(Ваше задание)
Соберите из записей все строки, где встречается слово «this». Регистр букв учитывается.

(Записи набора данных)
>>>
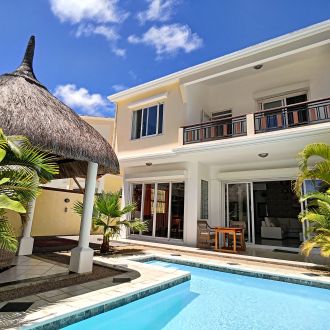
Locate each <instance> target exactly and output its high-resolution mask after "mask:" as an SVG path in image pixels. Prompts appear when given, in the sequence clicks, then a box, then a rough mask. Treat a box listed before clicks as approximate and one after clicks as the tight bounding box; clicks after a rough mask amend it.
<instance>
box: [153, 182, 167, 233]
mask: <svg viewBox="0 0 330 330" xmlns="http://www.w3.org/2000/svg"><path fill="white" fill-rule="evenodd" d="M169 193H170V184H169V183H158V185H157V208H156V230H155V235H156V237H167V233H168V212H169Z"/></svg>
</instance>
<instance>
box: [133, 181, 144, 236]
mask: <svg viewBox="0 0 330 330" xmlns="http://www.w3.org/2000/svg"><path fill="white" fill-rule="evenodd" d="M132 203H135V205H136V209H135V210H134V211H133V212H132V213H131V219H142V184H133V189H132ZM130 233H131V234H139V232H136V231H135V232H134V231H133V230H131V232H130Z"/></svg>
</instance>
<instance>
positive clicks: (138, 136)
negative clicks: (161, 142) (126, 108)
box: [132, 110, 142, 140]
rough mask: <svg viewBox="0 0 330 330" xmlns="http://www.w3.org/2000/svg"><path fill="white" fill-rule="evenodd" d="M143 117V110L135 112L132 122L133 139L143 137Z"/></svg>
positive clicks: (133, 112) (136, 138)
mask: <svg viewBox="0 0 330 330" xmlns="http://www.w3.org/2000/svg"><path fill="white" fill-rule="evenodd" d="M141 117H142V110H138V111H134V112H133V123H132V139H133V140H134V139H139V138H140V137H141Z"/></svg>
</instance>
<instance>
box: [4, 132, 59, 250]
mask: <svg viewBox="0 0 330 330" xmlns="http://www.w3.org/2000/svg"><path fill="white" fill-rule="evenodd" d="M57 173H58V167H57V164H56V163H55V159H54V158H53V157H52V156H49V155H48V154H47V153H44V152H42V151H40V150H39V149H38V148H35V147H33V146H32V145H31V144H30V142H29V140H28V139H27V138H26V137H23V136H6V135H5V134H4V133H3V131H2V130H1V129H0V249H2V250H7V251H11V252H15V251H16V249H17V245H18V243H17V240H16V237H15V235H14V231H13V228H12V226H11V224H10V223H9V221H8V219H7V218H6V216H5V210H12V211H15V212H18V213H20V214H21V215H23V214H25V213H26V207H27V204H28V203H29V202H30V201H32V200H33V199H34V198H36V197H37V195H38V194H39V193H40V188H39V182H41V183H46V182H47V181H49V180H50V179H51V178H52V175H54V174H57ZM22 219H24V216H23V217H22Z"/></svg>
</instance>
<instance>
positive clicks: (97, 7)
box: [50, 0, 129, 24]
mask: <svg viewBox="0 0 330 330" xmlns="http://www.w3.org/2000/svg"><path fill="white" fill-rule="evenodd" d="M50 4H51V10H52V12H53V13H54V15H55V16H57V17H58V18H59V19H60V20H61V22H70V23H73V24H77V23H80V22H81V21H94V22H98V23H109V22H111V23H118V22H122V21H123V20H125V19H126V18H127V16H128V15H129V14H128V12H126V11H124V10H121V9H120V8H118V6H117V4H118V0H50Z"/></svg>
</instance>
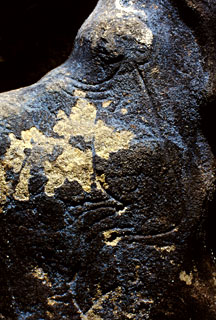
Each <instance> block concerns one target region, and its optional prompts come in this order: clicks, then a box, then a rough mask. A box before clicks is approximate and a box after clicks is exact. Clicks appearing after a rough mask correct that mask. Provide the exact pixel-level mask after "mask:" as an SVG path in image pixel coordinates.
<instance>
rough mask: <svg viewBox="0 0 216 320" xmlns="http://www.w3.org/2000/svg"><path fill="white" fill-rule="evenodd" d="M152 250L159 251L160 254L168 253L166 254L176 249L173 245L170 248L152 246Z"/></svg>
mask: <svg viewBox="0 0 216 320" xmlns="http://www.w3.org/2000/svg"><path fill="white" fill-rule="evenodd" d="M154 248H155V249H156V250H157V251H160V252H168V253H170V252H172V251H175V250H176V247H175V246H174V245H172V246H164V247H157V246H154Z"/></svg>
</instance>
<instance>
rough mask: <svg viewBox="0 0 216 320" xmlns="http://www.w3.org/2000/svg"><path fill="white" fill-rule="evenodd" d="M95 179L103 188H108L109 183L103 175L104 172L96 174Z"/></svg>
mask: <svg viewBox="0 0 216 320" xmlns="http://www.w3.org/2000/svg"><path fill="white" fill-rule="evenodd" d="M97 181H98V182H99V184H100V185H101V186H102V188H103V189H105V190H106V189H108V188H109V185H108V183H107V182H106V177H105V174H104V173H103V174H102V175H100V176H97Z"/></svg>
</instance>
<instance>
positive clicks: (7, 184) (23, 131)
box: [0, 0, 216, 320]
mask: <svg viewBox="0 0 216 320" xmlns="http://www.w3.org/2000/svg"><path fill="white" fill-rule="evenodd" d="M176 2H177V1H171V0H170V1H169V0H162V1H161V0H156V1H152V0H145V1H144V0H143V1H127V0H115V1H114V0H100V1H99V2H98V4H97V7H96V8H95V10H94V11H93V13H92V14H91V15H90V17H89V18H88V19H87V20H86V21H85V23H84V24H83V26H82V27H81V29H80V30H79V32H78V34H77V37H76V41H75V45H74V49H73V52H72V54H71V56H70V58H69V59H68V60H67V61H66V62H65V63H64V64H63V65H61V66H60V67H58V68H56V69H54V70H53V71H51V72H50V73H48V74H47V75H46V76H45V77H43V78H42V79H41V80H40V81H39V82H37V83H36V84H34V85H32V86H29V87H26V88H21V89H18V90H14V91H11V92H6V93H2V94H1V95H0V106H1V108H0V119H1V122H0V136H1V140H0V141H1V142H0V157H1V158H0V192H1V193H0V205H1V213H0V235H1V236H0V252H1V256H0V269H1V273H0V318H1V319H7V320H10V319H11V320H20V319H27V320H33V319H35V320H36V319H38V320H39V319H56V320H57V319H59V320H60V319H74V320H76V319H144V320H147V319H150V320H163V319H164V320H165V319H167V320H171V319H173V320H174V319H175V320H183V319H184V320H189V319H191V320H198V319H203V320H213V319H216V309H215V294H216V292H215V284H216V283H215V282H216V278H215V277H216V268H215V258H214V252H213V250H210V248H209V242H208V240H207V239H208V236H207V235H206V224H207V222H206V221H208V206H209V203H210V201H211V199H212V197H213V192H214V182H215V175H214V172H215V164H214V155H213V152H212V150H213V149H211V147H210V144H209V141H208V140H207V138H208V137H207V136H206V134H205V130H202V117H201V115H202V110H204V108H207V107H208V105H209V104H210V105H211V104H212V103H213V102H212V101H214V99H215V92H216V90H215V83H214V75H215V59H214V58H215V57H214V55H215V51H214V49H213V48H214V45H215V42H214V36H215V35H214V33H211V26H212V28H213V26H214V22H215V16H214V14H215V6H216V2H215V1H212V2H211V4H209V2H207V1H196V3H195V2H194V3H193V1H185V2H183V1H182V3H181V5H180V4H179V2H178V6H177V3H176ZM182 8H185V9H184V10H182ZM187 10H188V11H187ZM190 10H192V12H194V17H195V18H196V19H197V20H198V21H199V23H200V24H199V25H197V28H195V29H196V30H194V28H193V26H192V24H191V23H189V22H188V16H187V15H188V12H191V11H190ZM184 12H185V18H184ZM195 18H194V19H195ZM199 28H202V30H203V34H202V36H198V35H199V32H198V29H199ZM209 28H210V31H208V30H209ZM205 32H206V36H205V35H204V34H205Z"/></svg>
<<<
>>>
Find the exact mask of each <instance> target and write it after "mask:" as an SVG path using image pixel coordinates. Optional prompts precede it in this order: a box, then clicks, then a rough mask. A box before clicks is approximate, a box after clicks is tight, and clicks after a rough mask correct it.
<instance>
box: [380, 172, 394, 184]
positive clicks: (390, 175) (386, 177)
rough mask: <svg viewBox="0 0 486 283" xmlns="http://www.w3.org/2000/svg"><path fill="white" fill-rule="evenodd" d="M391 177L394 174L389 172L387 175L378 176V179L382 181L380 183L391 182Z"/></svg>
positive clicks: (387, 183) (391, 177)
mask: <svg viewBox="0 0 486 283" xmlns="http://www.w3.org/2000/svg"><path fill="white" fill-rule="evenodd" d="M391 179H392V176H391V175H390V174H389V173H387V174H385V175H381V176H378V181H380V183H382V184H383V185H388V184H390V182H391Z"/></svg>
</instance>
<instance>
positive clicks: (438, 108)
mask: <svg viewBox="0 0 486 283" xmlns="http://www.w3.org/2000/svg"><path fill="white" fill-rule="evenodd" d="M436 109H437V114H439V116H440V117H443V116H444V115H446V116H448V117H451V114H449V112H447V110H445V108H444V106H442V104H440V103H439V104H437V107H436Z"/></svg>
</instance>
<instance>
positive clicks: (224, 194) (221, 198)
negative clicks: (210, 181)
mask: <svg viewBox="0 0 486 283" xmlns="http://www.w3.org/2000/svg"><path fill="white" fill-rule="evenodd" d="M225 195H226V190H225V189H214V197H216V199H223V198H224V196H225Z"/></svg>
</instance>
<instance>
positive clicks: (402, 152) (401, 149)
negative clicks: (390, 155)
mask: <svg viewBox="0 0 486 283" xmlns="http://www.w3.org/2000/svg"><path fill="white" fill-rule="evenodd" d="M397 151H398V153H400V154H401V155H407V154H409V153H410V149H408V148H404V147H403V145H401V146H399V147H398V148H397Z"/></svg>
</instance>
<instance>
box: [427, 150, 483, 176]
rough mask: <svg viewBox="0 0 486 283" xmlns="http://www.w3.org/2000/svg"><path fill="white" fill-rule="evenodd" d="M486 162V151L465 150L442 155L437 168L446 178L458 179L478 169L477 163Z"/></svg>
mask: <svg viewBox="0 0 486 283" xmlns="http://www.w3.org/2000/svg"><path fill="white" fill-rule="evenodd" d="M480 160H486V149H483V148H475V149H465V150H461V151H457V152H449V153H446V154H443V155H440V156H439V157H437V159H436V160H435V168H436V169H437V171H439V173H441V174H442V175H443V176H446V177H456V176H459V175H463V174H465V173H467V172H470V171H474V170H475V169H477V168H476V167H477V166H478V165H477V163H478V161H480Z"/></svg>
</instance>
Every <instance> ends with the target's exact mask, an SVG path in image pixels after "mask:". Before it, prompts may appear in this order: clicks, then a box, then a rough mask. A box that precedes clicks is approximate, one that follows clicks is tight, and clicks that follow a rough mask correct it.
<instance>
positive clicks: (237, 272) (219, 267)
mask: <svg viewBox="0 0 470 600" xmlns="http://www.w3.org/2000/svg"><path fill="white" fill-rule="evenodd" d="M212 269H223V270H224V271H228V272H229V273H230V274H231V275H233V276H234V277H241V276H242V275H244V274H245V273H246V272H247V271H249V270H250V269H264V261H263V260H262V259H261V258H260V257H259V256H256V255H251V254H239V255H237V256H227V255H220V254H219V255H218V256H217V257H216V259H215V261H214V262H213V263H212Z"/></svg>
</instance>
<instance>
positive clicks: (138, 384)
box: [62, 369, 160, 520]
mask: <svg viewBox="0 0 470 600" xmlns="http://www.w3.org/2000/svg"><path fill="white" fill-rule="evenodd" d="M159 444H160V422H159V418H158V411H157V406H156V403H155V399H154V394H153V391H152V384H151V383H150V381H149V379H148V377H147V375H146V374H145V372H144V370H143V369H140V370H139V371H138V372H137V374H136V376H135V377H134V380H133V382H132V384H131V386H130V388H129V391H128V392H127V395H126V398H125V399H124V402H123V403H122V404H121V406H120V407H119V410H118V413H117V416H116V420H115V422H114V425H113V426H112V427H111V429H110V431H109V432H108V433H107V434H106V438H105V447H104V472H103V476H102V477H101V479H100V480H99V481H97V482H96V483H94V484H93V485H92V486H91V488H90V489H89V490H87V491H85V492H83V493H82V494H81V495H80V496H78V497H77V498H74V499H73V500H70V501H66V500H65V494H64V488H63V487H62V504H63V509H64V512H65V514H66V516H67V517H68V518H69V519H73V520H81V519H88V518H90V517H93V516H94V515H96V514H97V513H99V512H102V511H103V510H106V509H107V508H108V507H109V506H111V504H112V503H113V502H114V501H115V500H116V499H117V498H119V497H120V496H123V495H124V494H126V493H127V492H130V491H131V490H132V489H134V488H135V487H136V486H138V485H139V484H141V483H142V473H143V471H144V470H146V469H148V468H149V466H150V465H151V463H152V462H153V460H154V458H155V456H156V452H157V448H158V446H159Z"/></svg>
<<<
(Результат задания)
Each <instance> block concerns one target region, and its optional prompts come in this order: clicks, then a box, then a rough mask. A box before clicks is approximate and a box after clicks is exact. Clicks appearing after a rough mask correct that mask. Provide the exact pixel-level mask after "mask:" as an SVG path in image pixel coordinates.
Find the exact mask of each <instance> target and write it after "mask:" as an SVG path using image pixel coordinates. Optional prompts precede it in this order: a box, then clicks, then a rough mask. A box before clicks is approximate, a box after clicks is tight, and clicks after a rough mask correct it.
Every <instance> ends with the target's exact mask, an SVG path in image pixels after "mask:". Before it, prompts may appear in this order: clicks, then a box, then a rough mask. A box that precedes clicks is approximate, one that follows clicks is tight, and clicks that follow a rough mask correct it.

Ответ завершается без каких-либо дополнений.